Textauszug:
Introvertierte als Führungskräfte: Ein ruhiger Chef oder eine ruhige Chefin ist für viele eine ungewohnte Vorstellung. Doch wieso ist das so? Warum sollten Introvertierte nicht genauso als Führungskraft taugen wie Extrovertierte? Susanne Klatten, Jeff Bezos, Bill Gates, Mark Zuckerberg, Marissa Mayer oder Elon Musk sind prominente Beispiele dafür, dass es in unserer Welt durchaus erfolgreiche introvertierte Führungskräfte gibt.
In Teil 1 dieses Beitrags sind wir darauf eingegangen, dass schüchtern und unauffällig wirkende Persönlichkeiten überaus bemerkenswerte und nützliche Stärken vorzuweisen haben. In diesem Teil zeigen wir, wieso genau diese Eigenschaften sie zu tollen Führungskräften machen.
Je lauter desto besser? Extrovertiert gleich erfolgreich?
Vor allem in der Berufswelt gelten typisch extrovertierte Eigenschaften als bedeutend für den Unternehmenserfolg. Introvertierte gelangen seltener in Vorgesetztenpositionen als Extrovertierte. Aber warum eigentlich? Das liegt weniger an ihren Kompetenzen als vielmehr an ihrer Persönlichkeit und dem gesellschaftlichen System. Energische, dominante Personen, denen es leichtfällt, andere mitzureißen, genießen in unserer Gesellschaft und den meisten Unternehmensstrukturen mehr Aufmerksamkeit. Wir folgen ihnen gerne, denn ihr Verhalten strahlt Sicherheit und Orientierung aus. Wir trauen ihnen zu, dass sie die verantwortungsvolle Aufgabe der Führung mit Bravour meistern. Extrovertierte haben daher größere und schnellere Chancen an die Spitze zu gelangen. Hinzu kommt, dass Vorgesetzte eher Mitarbeiter fördern, die ihnen ähnlich sind. So kommt nach extrovertiert meist wieder extrovertiert. Die besseren und glaubwürdigeren Führungskräfte sind sie deshalb aber noch lange nicht! Sie fallen uns nur auf, weil sie sich durch ihr Verhalten in den Vordergrund drängen. Sich an diesen durchsetzungsstarken Kolleginnen und Kollegen vorbei zu kämpfen, ist für Introvertierte nicht sehr erstrebenswert. Im Mittelpunkt stehen sie ungern. Sich in die eigene Arbeit zu vertiefen, liegt ihnen mehr.

Die Mischung macht’s
Halten wir fest: Extrovertierte sind nicht unbedingt die besseren Vorgesetzten. Das heißt aber auch nicht, dass sie „schlechter“ sind. Wer letztendlich besser geeignet ist, hängt von viel mehr als nur von der Persönlichkeitsausprägung Extra- oder Intraversion ab.

Das Material:
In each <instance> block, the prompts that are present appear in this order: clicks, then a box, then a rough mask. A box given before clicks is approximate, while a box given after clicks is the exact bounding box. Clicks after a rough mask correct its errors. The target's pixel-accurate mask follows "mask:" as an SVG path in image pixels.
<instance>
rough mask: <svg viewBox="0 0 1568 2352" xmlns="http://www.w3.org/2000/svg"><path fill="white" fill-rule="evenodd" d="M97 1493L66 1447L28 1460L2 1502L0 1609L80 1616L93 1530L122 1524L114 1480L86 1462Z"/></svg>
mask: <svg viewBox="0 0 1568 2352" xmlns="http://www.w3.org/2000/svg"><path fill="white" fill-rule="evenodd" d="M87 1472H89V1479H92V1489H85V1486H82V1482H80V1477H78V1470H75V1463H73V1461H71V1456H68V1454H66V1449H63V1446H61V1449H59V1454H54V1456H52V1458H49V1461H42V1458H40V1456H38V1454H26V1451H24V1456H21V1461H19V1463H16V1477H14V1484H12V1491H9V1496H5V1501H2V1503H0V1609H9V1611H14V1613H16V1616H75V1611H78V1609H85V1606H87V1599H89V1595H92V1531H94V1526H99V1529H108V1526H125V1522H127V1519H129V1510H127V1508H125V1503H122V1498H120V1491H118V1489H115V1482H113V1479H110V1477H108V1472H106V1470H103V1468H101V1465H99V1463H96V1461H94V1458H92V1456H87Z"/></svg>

Aufgaben:
1. Prüfen Sie anhand des Textauszugs über introvertierte Führungskräfte, ob die folgenden Aussagen zutreffen: (a) Introvertierte gelangen seltener in Vorgesetztenpositionen als Extrovertierte. (b) Extrovertierte werden als die schlechteren Vorgesetzten bezeichnet. (c) Vorgesetzte fördern eher Mitarbeiter, die ihnen ähnlich sind. Beantworten Sie jede Aussage mit Ja oder Nein, und belegen Sie dies mit einem wörtlichen Zitat aus dem Textauszug.
2. Geben Sie den Abschnitt des Textauszugs über introvertierte Führungskräfte zwischen „In Teil 1 dieses“ und „tollen Führungskräften machen.“ einschließlich wortgetreu wieder.
3. In welchem Teil des Beitrags wurde laut dem Textauszug über introvertierte Führungskräfte auf die Stärken schüchtern und unauffällig wirkender Persönlichkeiten eingegangen?

Lösungen:
1.
(a) Ja: »Introvertierte gelangen seltener in Vorgesetztenpositionen als Extrovertierte.«
(b) Nein: »Das heißt aber auch nicht, dass sie „schlechter“ sind.«
(c) Ja: »Hinzu kommt, dass Vorgesetzte eher Mitarbeiter fördern, die ihnen ähnlich sind.«

2.
In Teil 1 dieses Beitrags sind wir darauf eingegangen, dass schüchtern und unauffällig wirkende Persönlichkeiten überaus bemerkenswerte und nützliche Stärken vorzuweisen haben. In diesem Teil zeigen wir, wieso genau diese Eigenschaften sie zu tollen Führungskräften machen.

3. In Teil 1.